__Instruksi Tugas__.
Ulangi seluruh potongan teks tentang harga minyak tanpa mengubah satu karakter pun.

__Potongan Teks__.
Harga Minyak Diramal US$ 40/barel, RI Untung Atau Buntung?

Namun di sisi lain ambrolnya harga minyak juga membawa konsekuensi negatif bagi industri migas dalam negeri. Harga minyak yang anjlok tentu berpengaruh terhadap berbagai aktivitas eksplorasi, eksploitasi hingga investasi di sektor migas RI.
SKK Migas melaporkan hingga semester I 2020, produksi minyak sebesar 720,2 ribu barel minyak per hari (bpd). Untuk realisasi lifting minyak sebesar 713,3 ribu bpd, atau 94,5% dari target 755 ribu bpd.
SKK Migas memangkas target produksi siap jual atau lifting minyak pada 2020 senilai 50 ribu barel per hari (bpd). Kepala SKK Migas Dwi Soetjipto mengatakan target pada 2020 kini sebesar 705 ribu bopd. Angka tersebut turun dari target awal yakni 755 ribu bpd.

(Entri data yang dikumpulkan)
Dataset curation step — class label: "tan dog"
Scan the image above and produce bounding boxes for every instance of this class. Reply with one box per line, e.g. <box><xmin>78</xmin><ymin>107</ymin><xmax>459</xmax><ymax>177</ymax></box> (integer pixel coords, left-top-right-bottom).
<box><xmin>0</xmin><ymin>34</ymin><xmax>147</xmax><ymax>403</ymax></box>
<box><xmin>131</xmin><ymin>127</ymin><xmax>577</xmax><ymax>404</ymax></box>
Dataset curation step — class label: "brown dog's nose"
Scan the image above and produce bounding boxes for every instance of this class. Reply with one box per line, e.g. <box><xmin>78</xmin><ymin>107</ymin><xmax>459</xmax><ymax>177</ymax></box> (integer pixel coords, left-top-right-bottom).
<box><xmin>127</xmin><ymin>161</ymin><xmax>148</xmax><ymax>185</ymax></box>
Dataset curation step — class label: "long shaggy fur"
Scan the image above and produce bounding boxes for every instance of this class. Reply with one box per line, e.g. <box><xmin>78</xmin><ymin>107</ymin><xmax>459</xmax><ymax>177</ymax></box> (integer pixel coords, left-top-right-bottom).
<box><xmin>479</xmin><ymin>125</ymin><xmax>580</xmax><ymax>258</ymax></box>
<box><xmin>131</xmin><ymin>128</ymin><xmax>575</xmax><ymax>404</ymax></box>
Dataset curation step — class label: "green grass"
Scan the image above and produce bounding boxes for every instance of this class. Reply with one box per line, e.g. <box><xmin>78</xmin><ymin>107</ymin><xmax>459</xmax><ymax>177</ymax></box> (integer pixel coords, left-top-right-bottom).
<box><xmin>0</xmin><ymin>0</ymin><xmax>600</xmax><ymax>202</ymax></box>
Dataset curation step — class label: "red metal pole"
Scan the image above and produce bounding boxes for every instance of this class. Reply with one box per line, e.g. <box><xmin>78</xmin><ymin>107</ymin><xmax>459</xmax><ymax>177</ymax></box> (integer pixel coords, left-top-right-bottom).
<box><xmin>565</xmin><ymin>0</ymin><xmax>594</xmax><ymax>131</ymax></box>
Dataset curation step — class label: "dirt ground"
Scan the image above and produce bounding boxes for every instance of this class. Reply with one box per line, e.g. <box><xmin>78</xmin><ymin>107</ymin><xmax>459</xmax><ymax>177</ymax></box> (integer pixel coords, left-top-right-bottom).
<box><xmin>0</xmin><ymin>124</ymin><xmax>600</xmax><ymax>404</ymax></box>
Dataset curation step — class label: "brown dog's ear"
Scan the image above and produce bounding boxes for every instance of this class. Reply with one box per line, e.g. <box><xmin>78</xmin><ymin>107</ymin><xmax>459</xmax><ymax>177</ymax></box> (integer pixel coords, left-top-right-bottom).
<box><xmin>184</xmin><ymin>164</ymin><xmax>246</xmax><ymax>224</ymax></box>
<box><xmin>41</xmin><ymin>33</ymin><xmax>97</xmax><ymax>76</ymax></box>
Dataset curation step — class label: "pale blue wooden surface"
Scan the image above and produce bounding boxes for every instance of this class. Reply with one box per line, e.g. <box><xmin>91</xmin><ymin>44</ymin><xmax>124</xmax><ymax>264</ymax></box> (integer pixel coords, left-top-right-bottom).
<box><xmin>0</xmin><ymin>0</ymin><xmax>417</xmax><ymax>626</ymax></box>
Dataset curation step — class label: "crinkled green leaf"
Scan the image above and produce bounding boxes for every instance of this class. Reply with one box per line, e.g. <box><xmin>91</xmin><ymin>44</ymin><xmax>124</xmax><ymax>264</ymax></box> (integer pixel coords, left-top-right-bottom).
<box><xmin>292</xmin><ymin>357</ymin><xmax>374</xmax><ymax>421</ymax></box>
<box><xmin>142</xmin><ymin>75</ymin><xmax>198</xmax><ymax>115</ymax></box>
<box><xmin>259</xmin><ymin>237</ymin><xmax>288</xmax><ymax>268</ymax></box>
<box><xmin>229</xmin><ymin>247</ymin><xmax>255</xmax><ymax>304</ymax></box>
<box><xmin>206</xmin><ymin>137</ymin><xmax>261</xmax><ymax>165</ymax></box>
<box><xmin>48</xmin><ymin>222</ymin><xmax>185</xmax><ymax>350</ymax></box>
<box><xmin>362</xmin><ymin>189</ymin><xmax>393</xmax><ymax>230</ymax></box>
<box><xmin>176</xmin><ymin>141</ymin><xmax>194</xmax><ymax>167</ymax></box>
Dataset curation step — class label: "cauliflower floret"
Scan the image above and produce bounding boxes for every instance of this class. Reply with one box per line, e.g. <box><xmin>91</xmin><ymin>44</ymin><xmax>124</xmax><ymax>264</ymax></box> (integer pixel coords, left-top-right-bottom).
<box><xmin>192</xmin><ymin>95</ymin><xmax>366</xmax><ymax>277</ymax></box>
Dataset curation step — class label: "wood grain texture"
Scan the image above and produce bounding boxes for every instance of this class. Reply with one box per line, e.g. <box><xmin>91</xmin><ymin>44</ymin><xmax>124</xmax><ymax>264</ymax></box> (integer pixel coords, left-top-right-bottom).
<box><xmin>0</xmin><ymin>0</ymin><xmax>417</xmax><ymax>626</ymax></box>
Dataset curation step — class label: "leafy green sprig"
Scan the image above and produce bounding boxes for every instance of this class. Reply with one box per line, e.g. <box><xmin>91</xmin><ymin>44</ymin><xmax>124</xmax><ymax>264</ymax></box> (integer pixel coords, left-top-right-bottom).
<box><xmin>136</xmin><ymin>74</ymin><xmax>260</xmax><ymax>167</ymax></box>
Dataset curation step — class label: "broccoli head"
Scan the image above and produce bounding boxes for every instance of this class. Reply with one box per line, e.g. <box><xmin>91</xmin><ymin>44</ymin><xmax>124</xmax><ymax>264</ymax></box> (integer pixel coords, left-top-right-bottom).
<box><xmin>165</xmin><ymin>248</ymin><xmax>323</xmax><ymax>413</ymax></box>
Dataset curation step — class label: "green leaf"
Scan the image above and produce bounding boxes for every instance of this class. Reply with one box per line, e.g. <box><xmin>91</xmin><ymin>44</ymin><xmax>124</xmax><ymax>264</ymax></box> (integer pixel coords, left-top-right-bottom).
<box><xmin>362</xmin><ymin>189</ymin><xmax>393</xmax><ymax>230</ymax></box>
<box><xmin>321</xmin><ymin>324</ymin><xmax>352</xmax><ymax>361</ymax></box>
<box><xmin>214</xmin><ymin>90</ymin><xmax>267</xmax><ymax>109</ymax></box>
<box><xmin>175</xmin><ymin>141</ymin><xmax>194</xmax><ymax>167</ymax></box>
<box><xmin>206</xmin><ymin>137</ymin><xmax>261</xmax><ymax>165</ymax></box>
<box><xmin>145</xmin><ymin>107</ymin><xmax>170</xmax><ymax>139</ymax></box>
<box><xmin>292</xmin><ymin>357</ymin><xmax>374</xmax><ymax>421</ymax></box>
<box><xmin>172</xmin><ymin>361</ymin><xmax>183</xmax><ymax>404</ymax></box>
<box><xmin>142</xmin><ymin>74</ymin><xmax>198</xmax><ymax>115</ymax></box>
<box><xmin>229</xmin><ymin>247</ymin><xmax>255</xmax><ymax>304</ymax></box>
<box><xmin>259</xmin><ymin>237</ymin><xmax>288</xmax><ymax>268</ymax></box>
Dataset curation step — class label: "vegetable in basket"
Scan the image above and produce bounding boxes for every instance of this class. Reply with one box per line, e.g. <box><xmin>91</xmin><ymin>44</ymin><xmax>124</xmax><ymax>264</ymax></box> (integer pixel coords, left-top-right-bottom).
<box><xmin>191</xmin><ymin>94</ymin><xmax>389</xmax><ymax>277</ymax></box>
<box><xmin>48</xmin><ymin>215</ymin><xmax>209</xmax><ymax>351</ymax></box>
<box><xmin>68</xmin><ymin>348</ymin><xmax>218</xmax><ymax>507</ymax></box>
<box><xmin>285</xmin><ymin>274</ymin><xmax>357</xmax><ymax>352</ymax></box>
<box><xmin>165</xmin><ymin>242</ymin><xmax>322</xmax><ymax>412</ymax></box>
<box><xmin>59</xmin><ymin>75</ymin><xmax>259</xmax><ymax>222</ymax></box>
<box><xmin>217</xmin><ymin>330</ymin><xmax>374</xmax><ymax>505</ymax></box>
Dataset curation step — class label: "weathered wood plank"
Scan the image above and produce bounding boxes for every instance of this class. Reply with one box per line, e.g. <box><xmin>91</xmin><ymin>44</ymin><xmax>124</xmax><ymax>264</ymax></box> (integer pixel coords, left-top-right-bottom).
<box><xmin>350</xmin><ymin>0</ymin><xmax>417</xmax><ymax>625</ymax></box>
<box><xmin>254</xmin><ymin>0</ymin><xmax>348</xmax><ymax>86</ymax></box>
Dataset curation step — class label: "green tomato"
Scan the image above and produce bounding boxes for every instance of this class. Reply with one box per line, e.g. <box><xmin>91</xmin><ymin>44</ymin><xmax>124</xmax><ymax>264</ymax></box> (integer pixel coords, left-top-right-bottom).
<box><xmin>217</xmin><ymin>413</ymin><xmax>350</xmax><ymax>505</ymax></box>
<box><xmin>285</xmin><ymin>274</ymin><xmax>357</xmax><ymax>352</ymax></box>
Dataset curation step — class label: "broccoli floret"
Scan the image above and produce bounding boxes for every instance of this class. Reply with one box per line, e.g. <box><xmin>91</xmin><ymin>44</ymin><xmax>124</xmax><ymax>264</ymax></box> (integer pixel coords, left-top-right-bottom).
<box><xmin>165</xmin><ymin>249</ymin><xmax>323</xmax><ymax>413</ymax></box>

__Jawaban Tertulis__.
Harga Minyak Diramal US$ 40/barel, RI Untung Atau Buntung?

Namun di sisi lain ambrolnya harga minyak juga membawa konsekuensi negatif bagi industri migas dalam negeri. Harga minyak yang anjlok tentu berpengaruh terhadap berbagai aktivitas eksplorasi, eksploitasi hingga investasi di sektor migas RI.
SKK Migas melaporkan hingga semester I 2020, produksi minyak sebesar 720,2 ribu barel minyak per hari (bpd). Untuk realisasi lifting minyak sebesar 713,3 ribu bpd, atau 94,5% dari target 755 ribu bpd.
SKK Migas memangkas target produksi siap jual atau lifting minyak pada 2020 senilai 50 ribu barel per hari (bpd). Kepala SKK Migas Dwi Soetjipto mengatakan target pada 2020 kini sebesar 705 ribu bopd. Angka tersebut turun dari target awal yakni 755 ribu bpd.